=== Records shown ===
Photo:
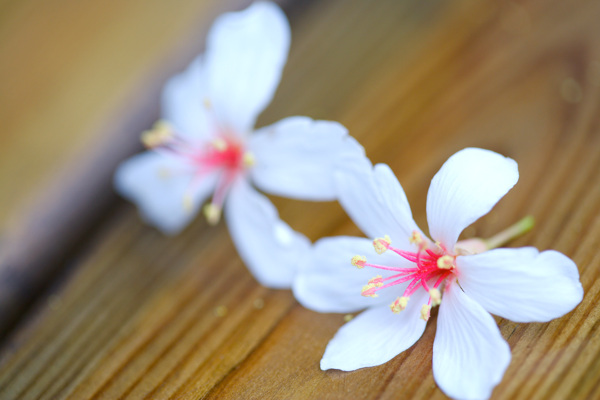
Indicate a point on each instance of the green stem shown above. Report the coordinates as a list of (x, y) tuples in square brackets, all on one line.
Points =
[(510, 233)]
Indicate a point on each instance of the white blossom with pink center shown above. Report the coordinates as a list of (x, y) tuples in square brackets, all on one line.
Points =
[(416, 273), (206, 144)]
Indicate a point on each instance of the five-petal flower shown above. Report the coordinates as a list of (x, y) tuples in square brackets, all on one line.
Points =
[(206, 145), (415, 273)]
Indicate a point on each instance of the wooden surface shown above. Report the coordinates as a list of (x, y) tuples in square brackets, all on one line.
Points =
[(132, 314)]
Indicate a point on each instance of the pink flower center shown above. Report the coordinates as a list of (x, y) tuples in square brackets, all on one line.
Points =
[(433, 267), (224, 155)]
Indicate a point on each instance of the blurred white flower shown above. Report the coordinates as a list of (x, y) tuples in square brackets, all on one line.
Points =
[(469, 353), (205, 144)]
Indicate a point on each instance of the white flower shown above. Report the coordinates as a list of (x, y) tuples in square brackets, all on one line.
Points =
[(206, 145), (469, 353)]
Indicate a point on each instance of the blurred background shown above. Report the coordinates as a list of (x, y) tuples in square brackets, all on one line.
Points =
[(95, 303)]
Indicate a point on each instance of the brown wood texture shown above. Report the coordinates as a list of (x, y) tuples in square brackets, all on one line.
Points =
[(139, 315)]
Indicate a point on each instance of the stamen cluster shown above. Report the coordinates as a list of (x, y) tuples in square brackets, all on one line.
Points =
[(433, 266), (224, 154)]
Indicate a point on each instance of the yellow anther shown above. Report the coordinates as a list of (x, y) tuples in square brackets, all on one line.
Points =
[(425, 312), (436, 297), (399, 304), (382, 244), (417, 239), (212, 212), (359, 261), (188, 203), (446, 262), (368, 291), (376, 281), (160, 134), (248, 159), (219, 144)]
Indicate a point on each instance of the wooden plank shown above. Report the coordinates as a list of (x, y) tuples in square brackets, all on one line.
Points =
[(79, 82), (147, 316)]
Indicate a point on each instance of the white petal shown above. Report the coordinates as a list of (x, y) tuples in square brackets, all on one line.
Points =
[(158, 185), (375, 201), (467, 186), (469, 353), (296, 157), (268, 246), (523, 284), (327, 281), (183, 104), (246, 52), (375, 336)]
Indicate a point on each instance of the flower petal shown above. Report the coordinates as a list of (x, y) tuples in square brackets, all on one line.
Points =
[(375, 336), (268, 246), (296, 157), (183, 102), (523, 284), (375, 201), (158, 185), (327, 281), (467, 186), (246, 52), (469, 353)]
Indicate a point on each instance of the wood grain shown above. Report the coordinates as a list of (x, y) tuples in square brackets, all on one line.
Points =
[(144, 316)]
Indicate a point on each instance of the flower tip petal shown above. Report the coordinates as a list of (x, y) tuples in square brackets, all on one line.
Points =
[(467, 187)]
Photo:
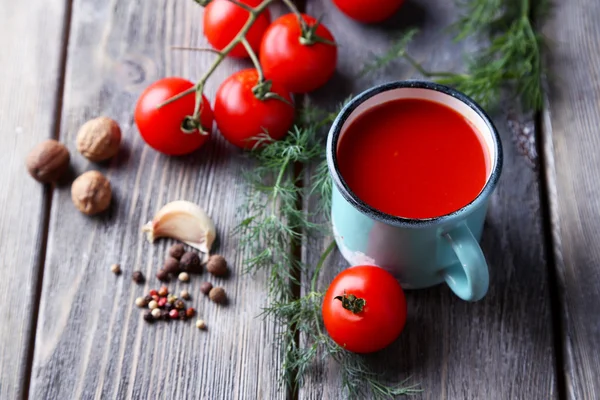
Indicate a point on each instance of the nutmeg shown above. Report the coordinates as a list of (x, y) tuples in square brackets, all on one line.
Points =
[(91, 192), (48, 161), (99, 139)]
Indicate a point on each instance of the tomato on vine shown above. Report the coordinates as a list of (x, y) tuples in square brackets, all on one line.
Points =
[(224, 19), (364, 309), (245, 109), (301, 57), (161, 128), (368, 11)]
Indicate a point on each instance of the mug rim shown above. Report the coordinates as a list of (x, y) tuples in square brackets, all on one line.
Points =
[(356, 202)]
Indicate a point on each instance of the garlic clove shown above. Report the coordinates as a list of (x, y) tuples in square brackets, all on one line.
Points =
[(184, 221)]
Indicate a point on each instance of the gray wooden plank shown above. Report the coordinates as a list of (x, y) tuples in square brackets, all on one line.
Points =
[(92, 341), (571, 123), (31, 38), (502, 346)]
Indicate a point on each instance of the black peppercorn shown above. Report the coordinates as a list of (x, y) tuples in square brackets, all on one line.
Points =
[(176, 251), (190, 262), (138, 277), (163, 276), (172, 266)]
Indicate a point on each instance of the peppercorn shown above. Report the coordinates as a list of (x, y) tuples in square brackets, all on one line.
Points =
[(171, 265), (190, 262), (184, 277), (205, 287), (163, 276), (163, 291), (138, 277), (141, 302), (148, 316), (116, 269), (217, 265), (176, 251), (217, 294)]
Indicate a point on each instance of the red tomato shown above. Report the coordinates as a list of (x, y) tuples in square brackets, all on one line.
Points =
[(382, 317), (301, 68), (368, 11), (161, 127), (223, 20), (241, 116)]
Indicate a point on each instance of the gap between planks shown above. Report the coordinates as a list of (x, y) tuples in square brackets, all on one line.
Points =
[(47, 201)]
===
» Exercise objective: Set out every line of the data above as a numbered list, leaving out blank lines and the pictures.

» Solved problem:
1. Photo:
2. Indicate a point on each instance of the green stem shown above. Report the coordinates as a list of (x, y) tuples in square brackets, all on one line.
3. Points =
4. [(510, 233)]
5. Indicate a point on each instance of the white blossom with pink center shown above. Report the coordinates as a list of (x, y) tuples in square brackets, all on one line.
6. Points =
7. [(416, 273), (206, 144)]
8. Indicate a point on each instance of the five-petal flower shown above. Report the coordinates as a list of (x, y) tuples in square brackets, all on one line.
9. Points =
10. [(206, 145), (415, 273)]
11. Indicate a point on each instance of the wooden surface shown above. Report the coordinates as a list of (x, y) tuples in square brackets, all on one line.
12. Points =
13. [(132, 314)]
14. Indicate a point on each instance of the pink flower center shown above. Report the coordinates as a list of (x, y) tuples in square brackets, all on one line.
15. Points =
16. [(433, 267), (224, 155)]
17. Indicate a point on each instance of the blurred white flower shown above. Report the coordinates as a list of (x, y) tuples in square brackets, all on one line.
18. Points =
19. [(469, 353), (205, 144)]
20. Indicate a point on each instance of the white flower shown above. Report the coordinates as a list of (x, y) tuples in square brackets, all on one line.
21. Points =
22. [(206, 145), (469, 353)]
23. Indicate a point on each instance of the blurred background shown above. Report the coordinates as a list of (x, y) tuples in square brackets, all on one line.
24. Points =
25. [(95, 303)]
26. Indicate a point on each instance of the brown wood texture shown above. Report the coordinates as a list of (x, y) tuples in square brackets, all on one line.
27. Points =
28. [(139, 315)]
29. Indicate a point on each instance of the stamen cluster shown above. Report the coordinates as a list of (x, y) tuples in square brackets, all on one line.
30. Points =
31. [(433, 266), (224, 154)]
32. Indicate a point on each instance of the yellow anther shown above. Report the coordinates as a list of (x, y) tuples in square brackets, all on one line.
33. Points =
34. [(425, 312), (436, 297), (399, 304), (382, 244), (417, 239), (212, 212), (359, 261), (188, 203), (446, 262), (368, 291), (376, 281), (160, 134), (248, 159), (219, 144)]
35. Indicate a point on each instance of the wooden plank shown above. Report the coordinates as a list of (x, y) tuples in square brackets, all on one line.
36. Points =
37. [(79, 82), (147, 316)]
38. Indicate a point on each instance of the white petal shown above. Report the coordinates as a list of (x, y) tuples in square brackets, all on one line.
39. Points =
40. [(158, 185), (375, 201), (467, 186), (469, 353), (296, 157), (268, 246), (523, 284), (327, 281), (183, 104), (246, 52), (375, 336)]
41. Indicate a point on each instance of the flower petal shown above. Report the coordinates as a list of (x, y) tuples in square brackets, all on one line.
42. Points =
43. [(375, 336), (268, 246), (296, 157), (183, 102), (523, 284), (375, 201), (158, 185), (327, 281), (467, 186), (246, 52), (469, 353)]
44. Indicate a point on each instance of the wood grain shown above. Report the coordinates as a list of (x, y) tuples in square brackets, all on one line.
45. Points =
46. [(144, 316)]
47. Indicate a point on each instance of the flower tip petal shown above. Report the coordinates as a list of (x, y) tuples in square brackets, all on one line.
48. Points =
49. [(467, 187)]
50. Photo:
51. Indicate a point on each instance of the nutmeg shown above. Report the coordinates as a list of (x, y) tuples in square brackets, all on one line.
52. Points =
53. [(91, 192), (48, 161), (99, 139)]
54. Indicate a point on each instance of the tomato on vine shown above. Report the coordinates as a list of (x, y) tuples in square brackets, all on one line.
55. Points =
56. [(224, 19), (364, 309), (245, 109), (301, 57), (161, 128), (368, 11)]
57. Indicate a point on each instance of the mug rim shown above. Report the coordinates as a list of (x, y) tuples in square brackets, all on one line.
58. Points =
59. [(356, 202)]
60. Indicate a point on each instance of the garlic clove shown above. Report the coordinates as a list of (x, y) tuples in square brackets, all on one line.
61. Points =
62. [(184, 221)]
63. Indicate a point on each instance of the gray wooden plank shown above. Report the coordinates as a list of (x, y) tuples in square brackets, all on one line.
64. Points =
65. [(92, 341), (571, 123), (31, 38), (502, 346)]
66. Indicate a point on each instance of the black peppercorn shown above. Report the coordinates as a list of (x, y) tuples in square brackets, all on one line.
67. Points =
68. [(176, 251), (190, 262), (138, 277), (163, 276), (172, 266)]
69. Indicate a point on each instance of the peppercorn shown above. Report the coordinates as a list of (x, y) tuples in square brackets, all on one line.
70. Points =
71. [(171, 265), (190, 262), (184, 277), (205, 287), (163, 276), (163, 291), (138, 277), (141, 302), (148, 316), (116, 269), (217, 265), (176, 251), (217, 294)]
72. Indicate a point on each instance of the red tomato shown above. Report the coordinates as a list of (x, y) tuples in square brackets, all on one line.
73. Points =
74. [(382, 317), (301, 68), (368, 11), (161, 127), (223, 20), (241, 116)]
75. Indicate a point on each instance of the gap between planks shown above. Report the coordinates as a list of (x, y) tuples in square brackets, all on one line.
76. Points =
77. [(47, 201)]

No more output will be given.